Selected extract Start Marker

Manual prompt engineering is fragile, tedious, and doesn't scale. Every time you tweak a prompt, you're guessing. DSPy replaces this guesswork with a programmatic framework: you declare what you want (signatures), compose how it flows (modules), and let a compiler optimize the actual prompts automatically.
Coming from Software Engineering? DSPy is like a compiler for prompts -- you write the spec, it generates the optimized implementation. Think of it as the difference between writing assembly by hand vs. writing C and letting GCC optimize. You declare intent with type signatures, compose modules like functions, and the compiler (optimizer) searches for the best few-shot examples and instructions. If you've used SQLAlchemy (declare schema, engine generates SQL), DSPy follows the same philosophy.
Where this fits (as of 2026 — verify): DSPy shines when few-shot selection is manual or you're optimizing prompts at scale. Modern models handle a lot of that natively, so for most apps, careful prompting (Day 94) plus A/B testing (Day 58) are enough. Treat DSPy as an advanced power tool, not a prerequisite for the rest of the course.
Why DSPy?
The Core Problem with Manual Prompting
| Aspect | Manual Prompting | DSPy |
|---|---|---|
| Optimization | Trial and error | Systematic search |
| Portability | Tied to one model | Recompile for new model |
| Reproducibility | Copy-paste prompts | Version-controlled code |
| Few-shot examples | Hand-picked | Automatically selected |
| Maintenance | Rewrite on model change | Recompile |
Signatures: Declaring Input/Output Specs
A signature is a concise declaration of what a module should do -- its inputs and outputs:
# script_id: day_017_dspy/inline_signature
import dspy
# DSPy uses litellm-style "provider/model" IDs (e.g. openai/...), distinct from the bare IDs used when calling SDKs directly.
lm = dspy.LM("openai/gpt-4o-mini")
dspy.configure(lm=lm)
# Simple inline signature: "input_field -> output_field"
# This tells DSPy: take a sentence, produce a sentiment label.
classify = dspy.Predict("sentence -> sentiment")
result = classify(sentence="DSPy makes prompt engineering obsolete!")

Selected extract End Marker
Information Start Marker

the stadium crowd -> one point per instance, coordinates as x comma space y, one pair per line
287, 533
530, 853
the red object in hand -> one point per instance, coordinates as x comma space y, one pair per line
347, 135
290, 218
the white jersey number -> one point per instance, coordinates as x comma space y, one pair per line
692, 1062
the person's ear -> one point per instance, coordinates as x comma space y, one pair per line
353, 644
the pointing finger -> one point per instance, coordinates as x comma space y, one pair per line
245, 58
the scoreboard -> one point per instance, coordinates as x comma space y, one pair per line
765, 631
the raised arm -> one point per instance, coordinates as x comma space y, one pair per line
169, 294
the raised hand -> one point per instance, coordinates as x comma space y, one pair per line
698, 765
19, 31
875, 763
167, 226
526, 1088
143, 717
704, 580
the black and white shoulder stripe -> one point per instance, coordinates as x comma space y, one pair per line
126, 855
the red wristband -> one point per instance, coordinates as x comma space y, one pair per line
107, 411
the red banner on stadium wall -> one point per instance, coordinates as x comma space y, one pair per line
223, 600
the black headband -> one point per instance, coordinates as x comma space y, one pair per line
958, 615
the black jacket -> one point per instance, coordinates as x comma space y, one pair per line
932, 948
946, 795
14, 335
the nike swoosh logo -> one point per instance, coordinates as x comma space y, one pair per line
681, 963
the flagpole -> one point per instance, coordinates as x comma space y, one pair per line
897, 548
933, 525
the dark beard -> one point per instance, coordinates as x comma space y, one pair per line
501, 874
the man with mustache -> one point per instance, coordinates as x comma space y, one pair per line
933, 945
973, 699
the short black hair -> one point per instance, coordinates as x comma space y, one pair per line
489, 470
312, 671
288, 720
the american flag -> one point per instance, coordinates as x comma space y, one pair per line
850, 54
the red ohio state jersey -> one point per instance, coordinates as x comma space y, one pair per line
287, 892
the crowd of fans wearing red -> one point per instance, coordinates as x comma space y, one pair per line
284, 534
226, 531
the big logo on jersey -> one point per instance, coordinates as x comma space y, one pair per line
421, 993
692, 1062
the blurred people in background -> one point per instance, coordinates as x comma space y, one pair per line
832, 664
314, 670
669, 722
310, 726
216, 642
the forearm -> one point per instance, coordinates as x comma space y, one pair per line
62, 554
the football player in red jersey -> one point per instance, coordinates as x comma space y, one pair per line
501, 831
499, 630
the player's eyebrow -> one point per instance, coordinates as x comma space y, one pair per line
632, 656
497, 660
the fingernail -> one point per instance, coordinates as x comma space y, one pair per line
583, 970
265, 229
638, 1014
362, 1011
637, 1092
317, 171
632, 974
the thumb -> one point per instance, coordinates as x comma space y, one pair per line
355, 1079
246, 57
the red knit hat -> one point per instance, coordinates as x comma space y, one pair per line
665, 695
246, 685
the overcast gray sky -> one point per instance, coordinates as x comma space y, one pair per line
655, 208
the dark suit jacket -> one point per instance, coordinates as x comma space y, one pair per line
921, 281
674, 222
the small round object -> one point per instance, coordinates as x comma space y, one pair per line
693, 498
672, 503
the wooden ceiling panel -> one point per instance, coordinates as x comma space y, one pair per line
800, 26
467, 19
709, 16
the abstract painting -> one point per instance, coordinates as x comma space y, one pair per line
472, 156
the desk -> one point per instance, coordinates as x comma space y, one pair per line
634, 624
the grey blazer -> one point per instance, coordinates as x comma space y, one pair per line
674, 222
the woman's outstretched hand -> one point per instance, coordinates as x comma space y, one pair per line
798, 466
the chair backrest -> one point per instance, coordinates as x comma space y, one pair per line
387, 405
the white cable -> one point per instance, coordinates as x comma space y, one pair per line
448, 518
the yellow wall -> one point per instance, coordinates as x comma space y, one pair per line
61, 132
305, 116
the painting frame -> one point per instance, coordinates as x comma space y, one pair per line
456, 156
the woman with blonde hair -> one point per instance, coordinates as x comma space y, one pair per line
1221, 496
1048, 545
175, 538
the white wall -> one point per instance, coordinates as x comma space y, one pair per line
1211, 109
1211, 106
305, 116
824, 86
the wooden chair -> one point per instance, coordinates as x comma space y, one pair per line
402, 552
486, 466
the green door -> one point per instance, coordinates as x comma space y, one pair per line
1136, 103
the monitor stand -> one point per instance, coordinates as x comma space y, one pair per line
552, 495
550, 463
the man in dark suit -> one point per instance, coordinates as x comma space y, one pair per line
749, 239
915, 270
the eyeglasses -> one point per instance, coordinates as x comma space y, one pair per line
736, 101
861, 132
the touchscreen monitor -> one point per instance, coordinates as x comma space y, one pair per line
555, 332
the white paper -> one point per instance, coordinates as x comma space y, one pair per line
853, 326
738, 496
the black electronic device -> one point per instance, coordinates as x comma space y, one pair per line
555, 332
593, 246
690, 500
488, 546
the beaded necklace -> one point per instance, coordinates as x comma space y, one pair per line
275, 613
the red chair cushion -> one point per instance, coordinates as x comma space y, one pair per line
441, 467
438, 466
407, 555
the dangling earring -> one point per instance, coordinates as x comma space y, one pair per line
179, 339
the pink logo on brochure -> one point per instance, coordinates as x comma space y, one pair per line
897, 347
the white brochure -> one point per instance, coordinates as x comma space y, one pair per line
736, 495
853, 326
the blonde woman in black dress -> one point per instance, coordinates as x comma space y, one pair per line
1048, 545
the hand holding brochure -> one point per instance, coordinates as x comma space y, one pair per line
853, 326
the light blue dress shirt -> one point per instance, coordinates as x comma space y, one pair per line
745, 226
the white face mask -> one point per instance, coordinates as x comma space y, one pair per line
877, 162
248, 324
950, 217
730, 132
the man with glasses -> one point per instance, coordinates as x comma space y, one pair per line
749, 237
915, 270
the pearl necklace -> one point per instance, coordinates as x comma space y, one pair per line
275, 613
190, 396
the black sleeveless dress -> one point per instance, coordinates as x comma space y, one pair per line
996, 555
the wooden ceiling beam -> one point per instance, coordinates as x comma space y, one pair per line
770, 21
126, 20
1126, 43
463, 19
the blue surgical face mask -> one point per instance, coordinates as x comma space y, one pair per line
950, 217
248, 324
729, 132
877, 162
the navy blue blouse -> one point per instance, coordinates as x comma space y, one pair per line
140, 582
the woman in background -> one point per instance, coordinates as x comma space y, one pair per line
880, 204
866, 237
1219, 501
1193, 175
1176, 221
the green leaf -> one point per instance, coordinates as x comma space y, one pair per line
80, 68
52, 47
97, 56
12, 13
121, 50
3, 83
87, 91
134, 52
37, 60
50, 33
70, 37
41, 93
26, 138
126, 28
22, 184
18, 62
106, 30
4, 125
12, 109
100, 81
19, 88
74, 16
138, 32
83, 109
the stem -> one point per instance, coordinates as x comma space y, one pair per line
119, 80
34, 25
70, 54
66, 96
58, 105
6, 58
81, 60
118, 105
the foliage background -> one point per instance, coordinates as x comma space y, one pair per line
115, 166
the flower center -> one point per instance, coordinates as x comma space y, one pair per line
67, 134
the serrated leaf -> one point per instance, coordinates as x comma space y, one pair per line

Information End Marker

Parts of the exercise ->
1. Transcribe the DSPy text from "Where this fits" to "of the course.".
2. Pick up the DSPy text from where it stops and continue it.

Answers ->
1.
Where this fits (as of 2026 — verify): DSPy shines when few-shot selection is manual or you're optimizing prompts at scale. Modern models handle a lot of that natively, so for most apps, careful prompting (Day 94) plus A/B testing (Day 58) are enough. Treat DSPy as an advanced power tool, not a prerequisite for the rest of the course.

2.
print(result.sentiment) # "positive"
Class-Based Signatures for More Control
# script_id: day_017_dspy/class_based_signature
import dspy
class FactCheck(dspy.Signature):
"""Verify whether a claim is supported by the provided context."""
context: str = dspy.InputField(desc="Reference text with known facts")
claim: str = dspy.InputField(desc="The claim to verify")
verdict: str = dspy.OutputField(desc="'supported', 'refuted', or 'not enough info'")
evidence: str = dspy.OutputField(desc="Quote from context supporting the verdict")
# DSPy uses the docstring, field names, and descriptions
# to automatically construct the optimal prompt
Modules: Composing Behavior
Modules wrap signatures with specific prompting strategies:
# script_id: day_017_dspy/modules_predict_cot
import dspy
# Configure the language model
lm = dspy.LM("openai/gpt-4o-mini")
dspy.configure(lm=lm)
# Predict: basic prompt, no reasoning
basic_qa = dspy.Predict("question -> answer")
# ChainOfThought: adds step-by-step reasoning automatically
cot_qa = dspy.ChainOfThought("question -> answer")
# Both have the same signature, but ChainOfThought
# adds a "reasoning" field internally before producing the answer
result = cot_qa(question="What is 15% of 240?")
print(result.reasoning) # "15% means 15/100. 15/100 * 240 = 36"
print(result.answer) # "36"
Building a Multi-Step Program
# script_id: day_017_dspy/multi_hop_qa
import dspy
class MultiHopQA(dspy.Module):
"""Answer questions that require multiple reasoning steps."""
def __init__(self):
super().__init__() # good practice: initialize the dspy.Module base
# Each sub-module handles one step
self.generate_query = dspy.ChainOfThought(
"question -> search_query"
)
self.generate_answer = dspy.ChainOfThought(
"context, question -> answer"
)
def forward(self, question: str) -> dspy.Prediction:
# Step 1: Generate a search query from the question
query_result = self.generate_query(question=question)
# Step 2: Retrieve context (using a DSPy retriever or custom function)
context = self.retrieve(query_result.search_query)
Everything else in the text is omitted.